==== Given entries ====

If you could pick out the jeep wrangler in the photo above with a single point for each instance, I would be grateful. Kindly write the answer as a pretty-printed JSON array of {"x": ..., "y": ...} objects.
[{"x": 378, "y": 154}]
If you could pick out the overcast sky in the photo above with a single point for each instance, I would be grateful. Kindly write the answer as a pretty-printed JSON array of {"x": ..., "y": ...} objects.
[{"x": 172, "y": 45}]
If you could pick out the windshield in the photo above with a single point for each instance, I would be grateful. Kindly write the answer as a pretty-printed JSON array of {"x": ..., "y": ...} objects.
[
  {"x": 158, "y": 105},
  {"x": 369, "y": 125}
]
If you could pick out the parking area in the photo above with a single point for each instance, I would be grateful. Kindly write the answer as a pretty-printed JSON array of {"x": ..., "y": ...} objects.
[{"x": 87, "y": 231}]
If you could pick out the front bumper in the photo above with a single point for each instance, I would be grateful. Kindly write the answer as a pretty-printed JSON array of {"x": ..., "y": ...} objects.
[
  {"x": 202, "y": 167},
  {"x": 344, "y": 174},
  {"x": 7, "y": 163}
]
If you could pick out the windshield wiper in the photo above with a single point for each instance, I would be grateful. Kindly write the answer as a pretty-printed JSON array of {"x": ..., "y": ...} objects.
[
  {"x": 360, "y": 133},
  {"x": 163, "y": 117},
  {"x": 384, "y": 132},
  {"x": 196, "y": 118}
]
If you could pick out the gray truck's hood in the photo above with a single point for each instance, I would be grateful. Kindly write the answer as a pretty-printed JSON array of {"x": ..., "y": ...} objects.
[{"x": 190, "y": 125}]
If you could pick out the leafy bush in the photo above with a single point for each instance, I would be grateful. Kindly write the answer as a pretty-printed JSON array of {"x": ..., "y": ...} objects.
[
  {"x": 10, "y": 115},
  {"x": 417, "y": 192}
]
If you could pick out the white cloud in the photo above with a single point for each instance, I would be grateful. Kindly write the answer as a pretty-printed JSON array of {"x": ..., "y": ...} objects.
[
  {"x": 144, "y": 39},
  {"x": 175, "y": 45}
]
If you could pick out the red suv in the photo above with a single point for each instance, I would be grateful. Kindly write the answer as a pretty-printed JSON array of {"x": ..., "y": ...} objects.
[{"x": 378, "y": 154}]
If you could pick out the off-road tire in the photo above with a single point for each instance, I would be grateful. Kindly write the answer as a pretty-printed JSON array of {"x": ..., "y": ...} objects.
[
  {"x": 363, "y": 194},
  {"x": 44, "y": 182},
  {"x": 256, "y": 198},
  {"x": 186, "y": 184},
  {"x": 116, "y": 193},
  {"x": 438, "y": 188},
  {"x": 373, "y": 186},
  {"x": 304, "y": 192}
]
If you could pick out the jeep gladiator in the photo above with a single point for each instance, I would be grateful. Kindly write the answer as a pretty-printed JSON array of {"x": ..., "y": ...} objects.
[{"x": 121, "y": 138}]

====

- Problem description -
Repeat everything in the listing above word for word, from the line containing "If you could pick out the off-road" down to the listing's last line, with both of those lines included.

- Written response -
If you could pick out the off-road tire in the photo above with a single point for each instance, I would be grateful. Kindly write the answer as a pretty-printed JSON array of {"x": ..., "y": ...} objects.
[
  {"x": 363, "y": 194},
  {"x": 44, "y": 182},
  {"x": 256, "y": 198},
  {"x": 186, "y": 184},
  {"x": 116, "y": 193},
  {"x": 438, "y": 188},
  {"x": 373, "y": 186},
  {"x": 304, "y": 192}
]
If you could pick out the jeep gladiator in the photo above with a single point for each instance, I would be grateful. Kindly write the answer as a pretty-printed JSON array of {"x": ..., "y": ...} objects.
[{"x": 121, "y": 138}]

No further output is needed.